Problem 1:
Output the part of the passage on emotional triggers that opens with the words containing "How to understand" and closes with "others. Sound familiar?", copying it word for word.
Problem 2:
Write the next part of the passage on emotional triggers, picking up after its final sentence.

Excerpted text Start Marker

How to understand emotional responses to past experiences
Let’s face it, we have all felt emotionally triggered at some point in our lives, triggers can even be one of the biggest contributors to our daily stress. What I’m talking about is when something in our environment evokes an emotion that overwhelms us, and has us lose our sense of balance for prolonged periods of time. Common examples are things like; not being invited to a party, making you feel rejected and left out; making a simple mistake in your accounts, causing you to feel like a failure; someone making a joke about your appearance, resulting in you feeling inadequate and left comparing yourself to others. Sound familiar?
We’ve all been through this, and have our own list of personal triggers and coping mechanisms, which may be very different from those around us. The issue with triggers is that they can occur at any time and have the capacity to completely destabilise us, opening up old wounds of the past, buried deep inside our minds. Another way of looking at this is that when we feel stable and in charge, our conscious mind is in control and we feel present to what is going on. However, when we are triggered our conscious mind loses its sense of control and is taken over by an old belief or feeling, which we have tried to suppress in the past. For instance, if you suddenly find out that you are not invited to an event that “everyone” is going to, it may remind you of being at school and being left out. This may trigger you to feel rejected and conclude that “I don’t belong.”.

Excerpted text End Marker
Information Start Marker

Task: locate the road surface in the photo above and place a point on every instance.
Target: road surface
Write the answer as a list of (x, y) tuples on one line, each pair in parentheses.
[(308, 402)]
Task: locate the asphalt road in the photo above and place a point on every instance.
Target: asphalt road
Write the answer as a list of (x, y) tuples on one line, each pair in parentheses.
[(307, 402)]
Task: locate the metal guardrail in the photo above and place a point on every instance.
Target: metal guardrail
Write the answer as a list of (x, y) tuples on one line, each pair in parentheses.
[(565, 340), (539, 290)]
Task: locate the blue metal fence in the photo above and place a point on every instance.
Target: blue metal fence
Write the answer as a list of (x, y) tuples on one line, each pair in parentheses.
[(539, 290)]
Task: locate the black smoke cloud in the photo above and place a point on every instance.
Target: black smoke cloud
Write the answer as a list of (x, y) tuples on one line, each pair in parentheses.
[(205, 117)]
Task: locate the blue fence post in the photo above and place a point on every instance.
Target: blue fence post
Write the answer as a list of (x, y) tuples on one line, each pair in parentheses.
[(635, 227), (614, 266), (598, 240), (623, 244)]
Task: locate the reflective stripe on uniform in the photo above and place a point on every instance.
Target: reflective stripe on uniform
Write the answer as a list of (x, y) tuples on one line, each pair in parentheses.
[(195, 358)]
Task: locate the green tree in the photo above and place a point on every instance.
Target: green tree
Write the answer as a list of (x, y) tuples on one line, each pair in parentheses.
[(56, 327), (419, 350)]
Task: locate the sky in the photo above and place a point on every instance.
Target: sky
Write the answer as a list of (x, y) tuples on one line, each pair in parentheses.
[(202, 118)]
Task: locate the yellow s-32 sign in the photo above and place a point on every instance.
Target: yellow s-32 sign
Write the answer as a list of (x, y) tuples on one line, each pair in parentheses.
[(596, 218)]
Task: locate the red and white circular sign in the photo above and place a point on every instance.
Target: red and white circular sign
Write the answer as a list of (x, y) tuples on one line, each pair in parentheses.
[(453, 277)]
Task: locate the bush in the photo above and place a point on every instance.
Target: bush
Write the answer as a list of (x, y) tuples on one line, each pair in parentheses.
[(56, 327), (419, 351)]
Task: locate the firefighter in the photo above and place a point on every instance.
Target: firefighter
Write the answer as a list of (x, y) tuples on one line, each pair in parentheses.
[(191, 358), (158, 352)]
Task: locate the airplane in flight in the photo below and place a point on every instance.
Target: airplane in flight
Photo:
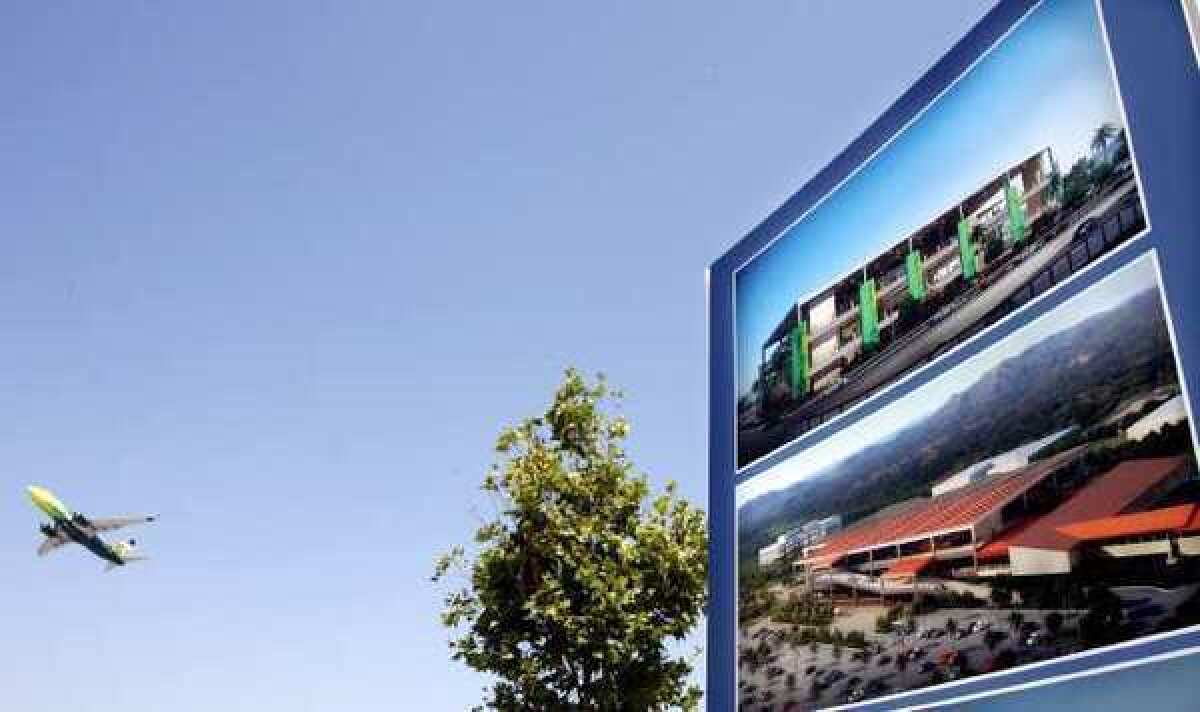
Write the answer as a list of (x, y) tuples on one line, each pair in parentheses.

Information End Marker

Exercise response 1:
How to understand emotional responses to past experiences
Let’s face it, we have all felt emotionally triggered at some point in our lives, triggers can even be one of the biggest contributors to our daily stress. What I’m talking about is when something in our environment evokes an emotion that overwhelms us, and has us lose our sense of balance for prolonged periods of time. Common examples are things like; not being invited to a party, making you feel rejected and left out; making a simple mistake in your accounts, causing you to feel like a failure; someone making a joke about your appearance, resulting in you feeling inadequate and left comparing yourself to others. Sound familiar?

Exercise response 2:
Fast-forward back to the present day, where perhaps you don’t really even care about this event, but that old feeling of rejection (if you haven’t dealt with it), still comes up and you start to feel left out and like you don’t belong – which then, in turn, reinforces this belief even more. It’s as if your mind and body are being “hijacked” by your past. The only reason this has the ability to impact us so much is that these beliefs and conclusions are so deeply embedded in our subconscious mind (which is 6,000 times more powerful than our logical mind). The good news is that it is possible to heal this and overcome these triggers, as long as you are aware of what they are.
Here is a list of the most common environmental triggers and corresponding feelings which I have seen in my field of work. See if you can pick the top 3 triggers that you identify with most and the corresponding emotion that has the capacity to “hijack” you away from the present moment.
Things that trigger us (based on our perception):
- Someone telling you what to do or trying to control you.
- Someone ignoring you.
- Getting something “wrong”.
- Someone misunderstanding your intentions.
- Perceiving that you have no say over something.
- Someone accusing you.
- Someone invading your space.
- Someone laughing at you or making fun of you.
- Receiving verbal or physical threats.
- Someone leaving or rejecting you.
Triggered emotional responses:
- Feeling Rejected.
- Feeling like a failure.
- Feeling unsafe.
- Feeling inadequate.
- Feeling abandoned.
- Feeling incapable.
- Feeling unaccepted.
- Feeling like a “loser”.
- Feeling unwanted.
- Feeling trapped.
How are triggers created and what’s the solution?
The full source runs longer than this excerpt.